Exercise prompt: Stop at the line containing "pixel 18 99.": write out every line from the beginning of the entries up to and including it, minus the pictures.

Natural language region descriptions
────────────────────────────────────────

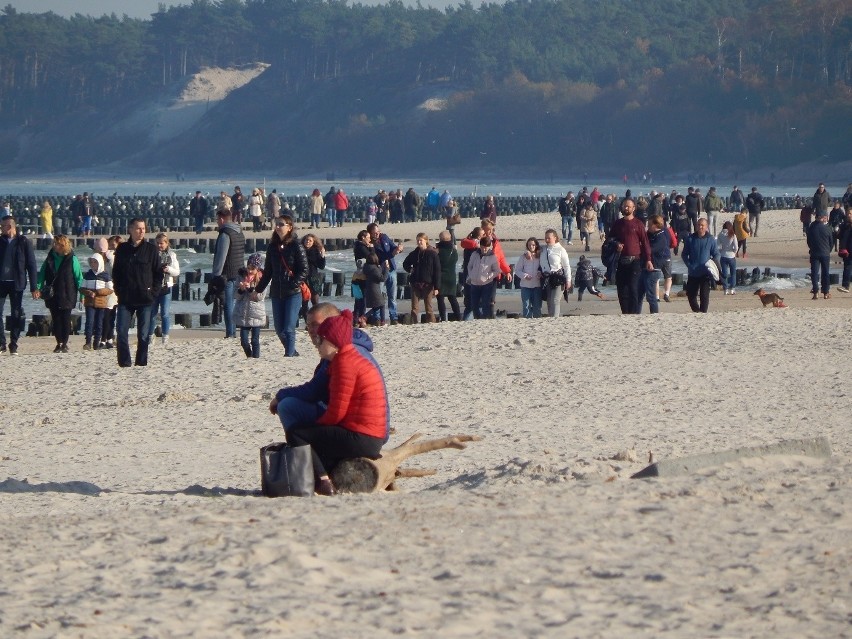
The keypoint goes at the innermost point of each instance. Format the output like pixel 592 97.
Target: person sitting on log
pixel 305 403
pixel 353 425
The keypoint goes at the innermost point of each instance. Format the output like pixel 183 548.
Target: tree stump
pixel 362 475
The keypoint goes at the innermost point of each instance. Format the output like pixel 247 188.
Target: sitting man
pixel 354 422
pixel 305 404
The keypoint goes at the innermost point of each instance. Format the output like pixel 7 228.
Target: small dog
pixel 770 298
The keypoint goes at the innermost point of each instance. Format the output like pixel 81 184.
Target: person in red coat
pixel 354 423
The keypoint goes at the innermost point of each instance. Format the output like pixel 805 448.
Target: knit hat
pixel 338 329
pixel 257 260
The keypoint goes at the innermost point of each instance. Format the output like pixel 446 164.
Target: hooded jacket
pixel 97 285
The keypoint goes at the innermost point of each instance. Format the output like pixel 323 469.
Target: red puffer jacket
pixel 357 395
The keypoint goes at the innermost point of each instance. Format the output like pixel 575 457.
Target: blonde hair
pixel 62 244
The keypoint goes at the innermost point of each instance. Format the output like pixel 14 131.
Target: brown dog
pixel 770 298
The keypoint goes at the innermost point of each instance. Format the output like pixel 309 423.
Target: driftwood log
pixel 362 475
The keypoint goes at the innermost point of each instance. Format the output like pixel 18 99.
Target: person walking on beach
pixel 250 310
pixel 286 267
pixel 567 212
pixel 387 251
pixel 448 257
pixel 742 230
pixel 555 272
pixel 137 275
pixel 198 211
pixel 821 200
pixel 698 250
pixel 844 249
pixel 59 281
pixel 46 219
pixel 755 205
pixel 424 270
pixel 169 270
pixel 528 271
pixel 634 255
pixel 820 245
pixel 17 265
pixel 228 258
pixel 728 247
pixel 713 205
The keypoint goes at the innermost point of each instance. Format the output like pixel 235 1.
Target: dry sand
pixel 535 531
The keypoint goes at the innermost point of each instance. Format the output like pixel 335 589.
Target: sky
pixel 138 8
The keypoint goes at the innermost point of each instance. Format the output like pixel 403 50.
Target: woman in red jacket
pixel 354 423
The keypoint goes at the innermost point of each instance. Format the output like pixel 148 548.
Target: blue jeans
pixel 819 273
pixel 293 412
pixel 251 348
pixel 16 299
pixel 123 315
pixel 847 272
pixel 729 272
pixel 94 323
pixel 531 301
pixel 162 303
pixel 480 300
pixel 650 280
pixel 230 327
pixel 285 316
pixel 390 287
pixel 567 227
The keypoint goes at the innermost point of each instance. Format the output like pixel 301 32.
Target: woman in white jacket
pixel 171 270
pixel 555 272
pixel 528 271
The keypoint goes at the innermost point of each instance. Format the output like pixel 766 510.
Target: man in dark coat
pixel 137 276
pixel 17 263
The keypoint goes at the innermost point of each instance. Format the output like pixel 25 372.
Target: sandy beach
pixel 535 531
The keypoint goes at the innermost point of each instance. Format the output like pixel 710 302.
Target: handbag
pixel 304 289
pixel 286 471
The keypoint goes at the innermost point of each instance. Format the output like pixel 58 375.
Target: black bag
pixel 286 471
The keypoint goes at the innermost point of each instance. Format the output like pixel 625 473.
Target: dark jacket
pixel 283 281
pixel 374 286
pixel 820 239
pixel 24 264
pixel 136 273
pixel 424 267
pixel 660 251
pixel 755 203
pixel 230 252
pixel 448 257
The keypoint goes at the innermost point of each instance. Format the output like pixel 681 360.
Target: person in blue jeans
pixel 728 247
pixel 286 268
pixel 162 303
pixel 387 251
pixel 303 404
pixel 844 249
pixel 820 245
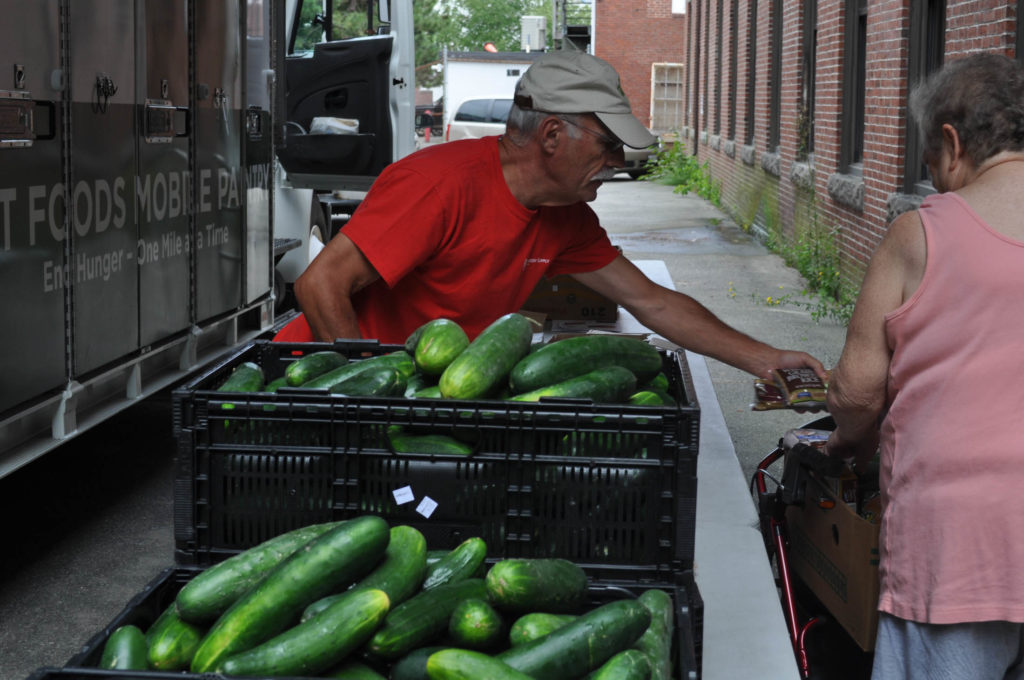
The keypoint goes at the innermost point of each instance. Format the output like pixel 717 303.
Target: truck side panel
pixel 218 177
pixel 32 273
pixel 101 206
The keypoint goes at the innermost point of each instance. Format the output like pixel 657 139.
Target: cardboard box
pixel 564 298
pixel 835 551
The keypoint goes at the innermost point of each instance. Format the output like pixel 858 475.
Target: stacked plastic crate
pixel 611 487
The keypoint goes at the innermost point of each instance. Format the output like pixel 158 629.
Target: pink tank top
pixel 952 443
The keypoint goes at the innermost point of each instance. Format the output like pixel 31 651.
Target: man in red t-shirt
pixel 466 229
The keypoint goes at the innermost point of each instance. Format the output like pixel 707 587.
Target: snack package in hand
pixel 802 388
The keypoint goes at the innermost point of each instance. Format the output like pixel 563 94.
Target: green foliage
pixel 675 167
pixel 814 253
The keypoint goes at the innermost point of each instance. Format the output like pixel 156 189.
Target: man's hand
pixel 786 358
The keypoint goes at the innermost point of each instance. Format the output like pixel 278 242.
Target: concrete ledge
pixel 802 174
pixel 847 189
pixel 744 632
pixel 897 204
pixel 748 154
pixel 771 163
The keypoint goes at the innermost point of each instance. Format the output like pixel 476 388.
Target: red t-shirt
pixel 450 240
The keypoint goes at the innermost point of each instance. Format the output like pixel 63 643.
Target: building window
pixel 667 96
pixel 775 94
pixel 927 46
pixel 718 71
pixel 733 43
pixel 1020 31
pixel 706 100
pixel 752 72
pixel 854 68
pixel 805 124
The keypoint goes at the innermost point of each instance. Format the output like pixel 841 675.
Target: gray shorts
pixel 986 650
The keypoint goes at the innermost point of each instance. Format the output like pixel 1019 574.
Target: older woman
pixel 933 375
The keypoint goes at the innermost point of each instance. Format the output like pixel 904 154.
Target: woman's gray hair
pixel 981 96
pixel 522 124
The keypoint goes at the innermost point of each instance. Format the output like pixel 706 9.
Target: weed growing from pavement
pixel 675 167
pixel 813 251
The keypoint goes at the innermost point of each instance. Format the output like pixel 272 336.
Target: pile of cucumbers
pixel 359 599
pixel 438 360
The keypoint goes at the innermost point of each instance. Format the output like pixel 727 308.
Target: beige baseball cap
pixel 573 82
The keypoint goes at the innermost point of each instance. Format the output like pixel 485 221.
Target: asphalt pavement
pixel 88 525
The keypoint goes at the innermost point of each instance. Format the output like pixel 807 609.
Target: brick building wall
pixel 780 189
pixel 631 35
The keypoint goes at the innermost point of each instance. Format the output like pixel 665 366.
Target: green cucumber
pixel 215 589
pixel 435 344
pixel 317 644
pixel 401 572
pixel 378 381
pixel 536 625
pixel 171 642
pixel 560 360
pixel 312 365
pixel 651 396
pixel 469 665
pixel 421 619
pixel 610 384
pixel 338 557
pixel 655 643
pixel 427 443
pixel 246 377
pixel 627 665
pixel 547 584
pixel 487 359
pixel 414 665
pixel 399 575
pixel 432 392
pixel 475 625
pixel 353 671
pixel 125 648
pixel 584 644
pixel 399 359
pixel 459 564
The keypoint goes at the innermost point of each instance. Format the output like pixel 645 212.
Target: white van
pixel 478 118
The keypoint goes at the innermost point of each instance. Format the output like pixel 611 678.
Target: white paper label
pixel 403 495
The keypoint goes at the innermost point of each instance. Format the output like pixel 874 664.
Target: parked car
pixel 433 115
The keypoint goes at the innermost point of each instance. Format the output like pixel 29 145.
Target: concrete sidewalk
pixel 730 272
pixel 711 259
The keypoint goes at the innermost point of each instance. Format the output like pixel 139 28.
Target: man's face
pixel 593 158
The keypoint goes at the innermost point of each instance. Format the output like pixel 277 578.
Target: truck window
pixel 349 18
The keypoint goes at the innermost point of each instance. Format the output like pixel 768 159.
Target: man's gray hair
pixel 522 124
pixel 981 96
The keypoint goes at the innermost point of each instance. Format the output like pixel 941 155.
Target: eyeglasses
pixel 611 145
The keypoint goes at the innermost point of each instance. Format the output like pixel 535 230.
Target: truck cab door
pixel 348 98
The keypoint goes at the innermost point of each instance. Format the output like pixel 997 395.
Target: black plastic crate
pixel 608 486
pixel 158 595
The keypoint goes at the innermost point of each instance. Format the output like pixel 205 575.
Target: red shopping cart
pixel 785 478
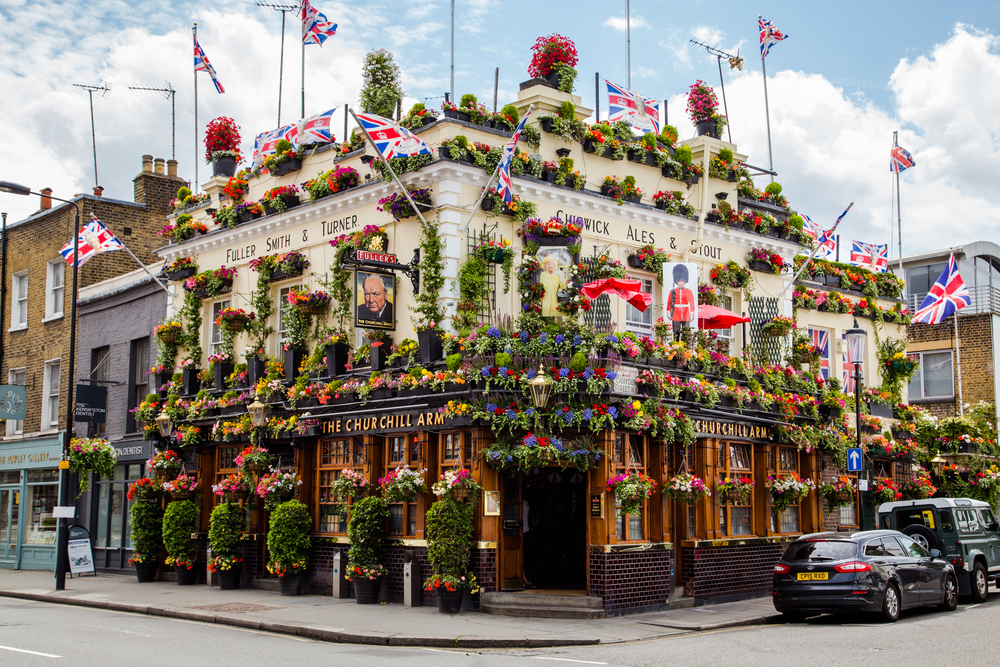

────────────────────────────────────────

Task result:
The keypoint goes at the innermost point of each instance. Format the output like pixel 592 97.
Target: person sitting on log
pixel 305 403
pixel 353 425
The keypoint goes at the innermost point of each instance. Format the output like pixel 183 548.
Target: tree stump
pixel 362 475
The keypoint goes at the innermost point of each instance. Format the output like pixel 247 188.
Target: sitting man
pixel 354 422
pixel 305 404
The keypoint goes at the innermost point of each instance. Format the output like pixel 7 228.
Target: small dog
pixel 770 298
The keypoint goes at the innermost point of each instance. Format the output like pixel 81 184.
Target: person in red coat
pixel 354 423
The keypoint goes at the innermost point of each instance. Format the output like pixel 805 448.
Target: knit hat
pixel 338 329
pixel 257 260
The keypoint goes at the innermost point of each instance. Format the output like pixel 446 164.
Target: hooded jacket
pixel 97 285
The keypoint goes at the innermost point of each instance. Format the output like pixel 323 469.
Target: red puffer jacket
pixel 357 395
The keypoint goes at the innermost point of each instance. Format the output like pixel 575 457.
Target: blonde hair
pixel 62 244
The keypoint goes at the innermost point of each instance. Format the output like pixel 14 131.
Target: brown dog
pixel 770 298
The keypoint goes at the innermost point of each instance. Format the output like pixel 309 423.
Target: driftwood log
pixel 362 475
The keypoint goes at the innermost point of each instance. Format the output like pixel 18 99.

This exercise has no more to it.